In the absence of tracking data, aggregate data are available that capture how visitors have reached the site. Visitors to any given website are either referral or nonreferral visitors. A nonreferral visit occurs if a consumer accesses the website by typing in the company’s URL, uses a URL saved in the browser’s history, or uses a previously saved (“bookmarked”) URL. We call these visits direct type-in. A referral visit is one that comes from another online source. For example, consumers can use a search engine to find the site and access it by clicking on an organic or a paid search result.⁴ In this paper, we focus on visitors referred by search engines and call these organic and paid search visits. We note that the proposed model can be extended to accommodate other referral traffic such as banner ads or links provided by listing services such as Yellow Pages.

³ IP address matching is another alterative, but as Internet service providers commonly use dynamic addressing and corporate networks “hide” the machine IP address from the outside world, it is mostly infeasible.

⁴ Companies can also try to “funnel” consumers to their site by using online advertising. A company can place a banner ad on the Internet, and consumers can access the company’s site by clicking on that banner ad.

▶ _Source data_:
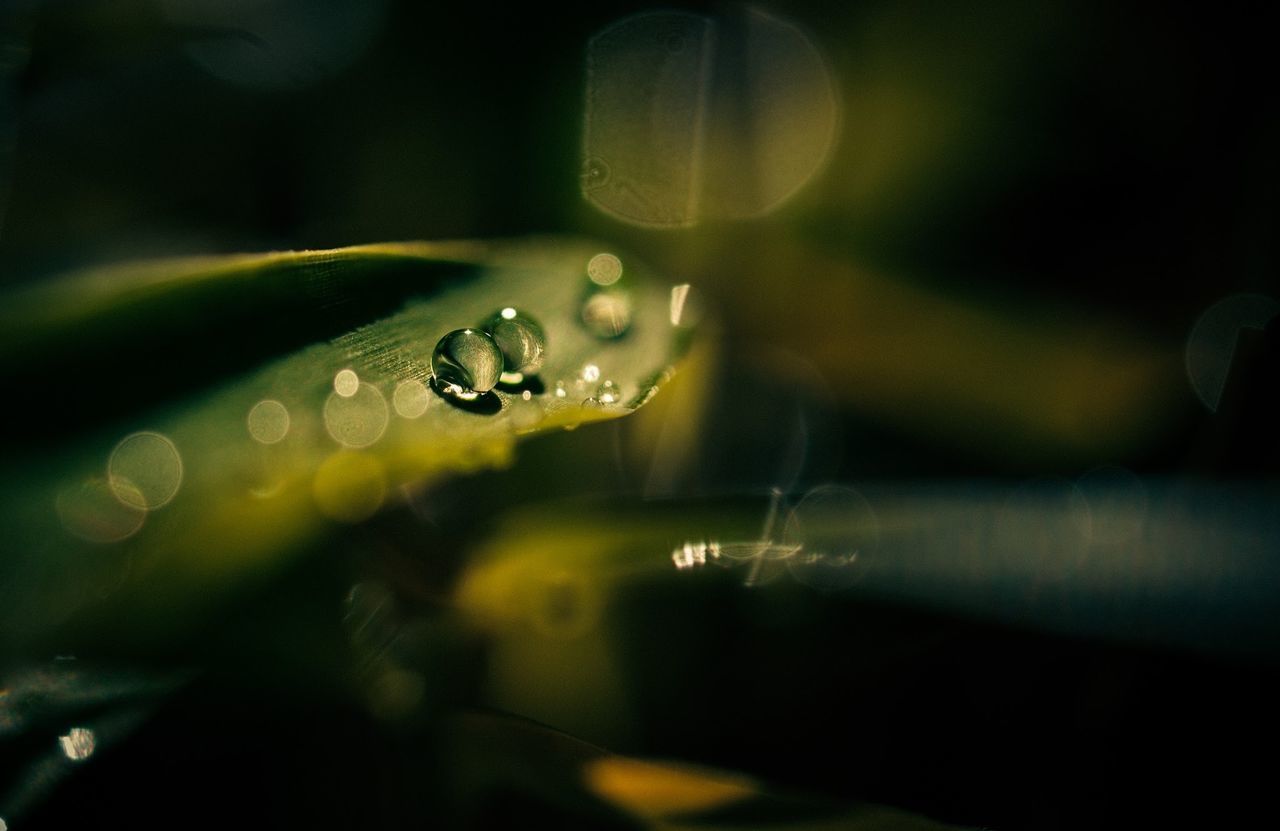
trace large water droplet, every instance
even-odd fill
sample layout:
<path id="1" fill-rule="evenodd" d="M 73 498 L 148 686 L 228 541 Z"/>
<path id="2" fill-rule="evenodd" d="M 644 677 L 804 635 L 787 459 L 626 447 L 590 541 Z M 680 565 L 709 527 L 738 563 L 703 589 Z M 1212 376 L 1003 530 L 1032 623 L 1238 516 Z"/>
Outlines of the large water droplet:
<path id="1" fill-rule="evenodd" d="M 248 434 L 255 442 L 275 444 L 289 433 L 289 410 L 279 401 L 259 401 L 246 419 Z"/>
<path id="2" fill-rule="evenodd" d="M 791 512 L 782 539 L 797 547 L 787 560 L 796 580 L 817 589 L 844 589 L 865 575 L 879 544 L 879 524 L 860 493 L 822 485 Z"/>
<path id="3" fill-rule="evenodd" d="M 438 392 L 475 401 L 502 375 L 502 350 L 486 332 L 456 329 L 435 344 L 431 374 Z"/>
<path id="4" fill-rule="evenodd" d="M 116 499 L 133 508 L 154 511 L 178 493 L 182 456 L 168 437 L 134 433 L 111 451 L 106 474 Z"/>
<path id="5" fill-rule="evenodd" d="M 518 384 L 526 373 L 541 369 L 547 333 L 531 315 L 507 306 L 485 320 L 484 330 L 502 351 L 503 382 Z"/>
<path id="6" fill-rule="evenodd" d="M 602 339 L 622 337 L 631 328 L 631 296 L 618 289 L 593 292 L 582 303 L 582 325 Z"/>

▶ _Exercise 1_: Put every line of the records into a numbered list, skipping blank lines and leaving out the pictures.
▶ _Exercise 2_: Continue the text on referral and nonreferral website visits from the point where it ends.

▶ _Result 1_:
1. trace large water droplet, every instance
2. even-odd fill
3. sample layout:
4. <path id="1" fill-rule="evenodd" d="M 73 498 L 148 686 L 228 541 Z"/>
5. <path id="2" fill-rule="evenodd" d="M 644 677 L 804 635 L 787 459 L 626 447 L 590 541 Z M 680 565 L 709 527 L 738 563 L 703 589 Z M 1212 376 L 1003 530 L 1032 623 L 1238 516 Z"/>
6. Outlines of the large water droplet:
7. <path id="1" fill-rule="evenodd" d="M 248 434 L 255 442 L 275 444 L 289 433 L 289 410 L 279 401 L 259 401 L 246 419 Z"/>
8. <path id="2" fill-rule="evenodd" d="M 791 512 L 782 539 L 797 547 L 787 560 L 796 580 L 817 589 L 844 589 L 865 575 L 879 544 L 879 524 L 860 493 L 822 485 Z"/>
9. <path id="3" fill-rule="evenodd" d="M 438 392 L 475 401 L 502 375 L 502 350 L 486 332 L 456 329 L 435 344 L 431 374 Z"/>
10. <path id="4" fill-rule="evenodd" d="M 116 499 L 133 508 L 154 511 L 178 493 L 182 456 L 168 437 L 134 433 L 111 451 L 106 474 Z"/>
11. <path id="5" fill-rule="evenodd" d="M 518 384 L 526 373 L 541 369 L 547 333 L 531 315 L 507 306 L 485 320 L 484 330 L 502 351 L 503 382 Z"/>
12. <path id="6" fill-rule="evenodd" d="M 602 339 L 622 337 L 631 328 L 631 296 L 618 289 L 593 292 L 582 303 L 582 325 Z"/>

▶ _Result 2_:
2.2. Method Motivation

From a methodological perspective, the objective of our study is to demonstrate how a modified version of the Bayesian elastic net (BEN; e.g., Li and Lin 2010, Kyung et al. 2010) can be used in marketing applications where (1) the number of predictor variables significantly exceeds the number of available observations, (2) predictors are strongly correlated, and (3) model structure (but not just a forecasting performance) is of focal interest to the researcher or practitioner. Zou and Hastie (2005, p. 302), who coined the term “elastic net,” describe their method using the analogy of “a stretchable fishing net that retains all the big fish.” Indeed, the method is meant to retain “important” variables (big fish) in the model while shrinking all predictors toward zero (therefore letting small fish escape). We offer an extension to the Bayesian elastic net model proposed by Kyung et al. (2010) by incorporating available predictor-specific information into the model in a hierarchical fashion. Before we present the details of the proposed model, we offer a brief motivation for our selected statistical approach.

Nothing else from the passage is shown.